* **Work to do**:
• 1. According to the bushfire article, how long can hilly or mountainous bushfires smoulder?
• 2. What three things does the bushfire article say are needed for a bushfire to get started?
• 3. From the bushfire article, return the passage starting with "It’s the first" and going on through "for more frequent and intense bushfires.", copied word for word.

* **Passage provided**:

__________________________________________________

12/09/2019

Climate Change Is Bringing A New World Of Bushfires

The Conversation

Fires are burning across Queensland and New South Wales. AAP Image/Dan Peled
Spring has barely arrived, and bushfires are burning across Australia’s eastern seaboard. More than 50 fires are currently burning in New South Wales, and some 15,000 hectares have burned in Queensland since late last week.
It’s the first time Australia has seen such strong fires this early in the bushfire season. While fire is a normal part of Australia’s yearly cycle and no two years are alike, what we are seeing now is absolutely not business as usual.
And although these bushfires are not directly attributable to climate change, our rapidly warming climate, driven by human activities, is exacerbating every risk factor for more frequent and intense bushfires.
The basics of a bushfire
For some bushfire 101, a bushfire is “an uncontrolled, non-structural fire burning in grass, scrub, bush or forest”. This means the fire is in vegetation, not a building (non-structural), and raging across the landscape – hence, uncontrolled.
For a bushfire to get started, several things need to come together. You need fuel, low humidity (which also often means the fuel itself has a low moisture content and is easier to burn), and oxygen. It also helps to have an unusually high ambient temperature and winds to drive the fire forward.
In Australia, we divide bushfires into two types based on the shape and elevation of the landscape.
First are flat grassland bushfires. These are generally fast-moving, fanned by winds blowing across flattish open landscapes, and burn through an area in 5–10 seconds and may smoulder for a few minutes. They usually have low to medium intensity and can damage to crops, livestock and buildings. These fires are easy to map and fight due to relatively straightforward access.
Second are hilly or mountainous bushfires. These fires are slower-moving but much more intense, with higher temperatures. As they usually occur in forested, mountainous areas, they also have more dead vegetation to burn and are harder to access and fight.
They burn slowly, passing through an area in 2-5 minutes and can smoulder for days. Fires in upper tree canopies move very fast. Mountainous bushfires actually speed up as they burn up a slope (since they heat and dry out the vegetation and atmosphere in front of the fire, causing a runaway process of accelerating fire movement).
About 70 blazes are still burning across Queensland. AAP Image/Dan Peled
Climate change and bushfire risk
To be clear, as previously reported, the current bushfires are not specifically triggered by climate change.
However, as bushfire risk is highest in warm to hot, dry conditions with low humidity, low soil and fuel load moisture (and are usually worse during El NiƱo situations) – all factors that climate change in Australia affects – climate change is increasing the risk of more frequent and intense bushfires.
Widespread drought conditions, very low humidity, higher than average temperatures in many places, and strong westerly winds driven by a negative Southern Annular Mode (all made worse by human-induced climate change) have collided right now over large areas of the eastern seaboard, triggering extremely unusual bushfire conditions – certainly catching many communities unawares before the start of the official bushfire season.
Different regions of Australia have traditionally experienced peak bushfire weather at different times. This has meant that individual households, communities and the emergency services have had specific periods of the year to prepare. These patterns now seem to be breaking down, and bushfires are happening outside these regular places and times.
Map of bushfire seasons. Bureau of Meteorology
New challenges for the emergency services
While experts recently forecast a worse-than-average coming bushfire season, the current emergency has essentially exploded out of nowhere.

__________________________________________________

Dataset rows on where objects appear

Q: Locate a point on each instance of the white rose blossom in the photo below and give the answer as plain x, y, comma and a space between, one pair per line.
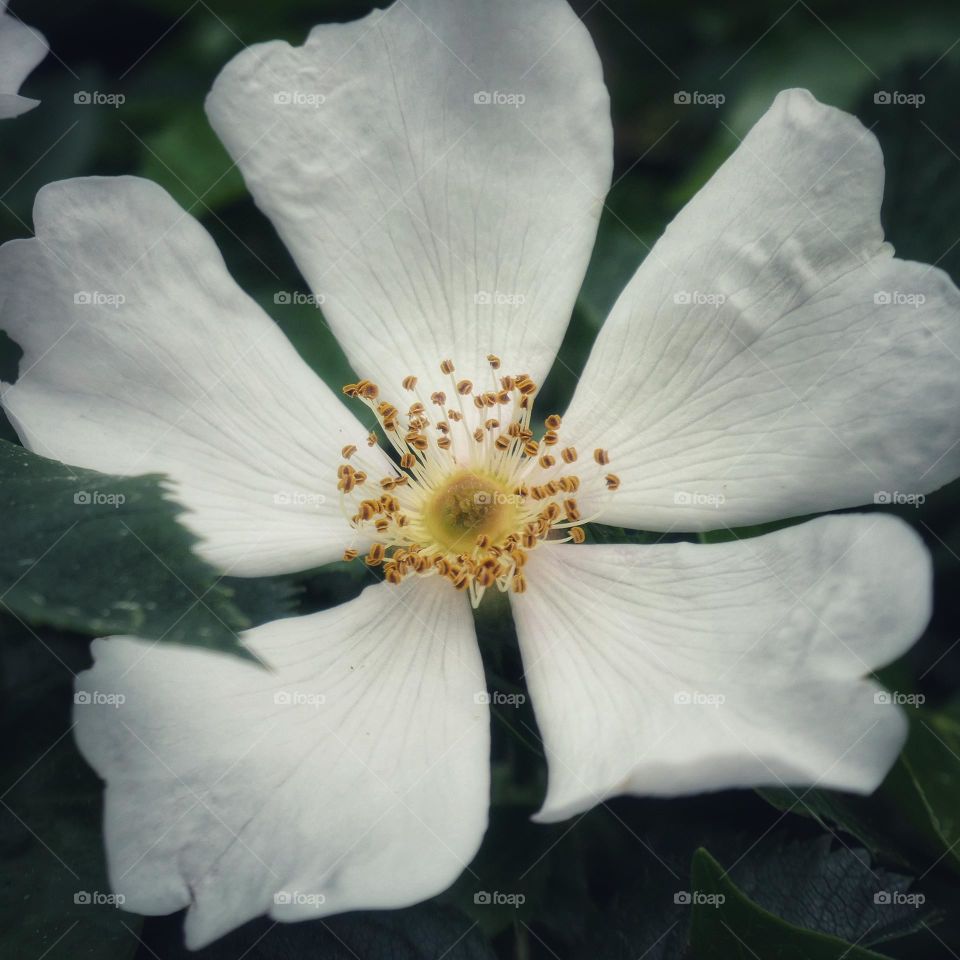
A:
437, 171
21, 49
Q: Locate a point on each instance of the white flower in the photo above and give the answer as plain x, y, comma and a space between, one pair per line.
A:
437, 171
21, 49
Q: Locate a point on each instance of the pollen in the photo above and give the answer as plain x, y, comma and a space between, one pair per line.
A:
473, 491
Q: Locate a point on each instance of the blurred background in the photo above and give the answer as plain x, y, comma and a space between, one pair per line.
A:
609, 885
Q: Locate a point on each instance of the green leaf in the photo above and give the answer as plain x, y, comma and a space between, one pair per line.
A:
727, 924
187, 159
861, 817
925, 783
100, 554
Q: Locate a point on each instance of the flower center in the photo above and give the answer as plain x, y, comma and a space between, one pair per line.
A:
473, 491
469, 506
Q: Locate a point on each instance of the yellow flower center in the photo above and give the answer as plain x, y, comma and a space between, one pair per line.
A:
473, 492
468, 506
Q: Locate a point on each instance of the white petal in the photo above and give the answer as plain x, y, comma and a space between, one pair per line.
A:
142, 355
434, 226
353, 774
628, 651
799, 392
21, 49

__________________________________________________

* **Worked answers**:
• 1. They can smoulder for days.

• 2. Fuel, low humidity, and oxygen.

• 3.
It’s the first time Australia has seen such strong fires this early in the bushfire season. While fire is a normal part of Australia’s yearly cycle and no two years are alike, what we are seeing now is absolutely not business as usual.
And although these bushfires are not directly attributable to climate change, our rapidly warming climate, driven by human activities, is exacerbating every risk factor for more frequent and intense bushfires.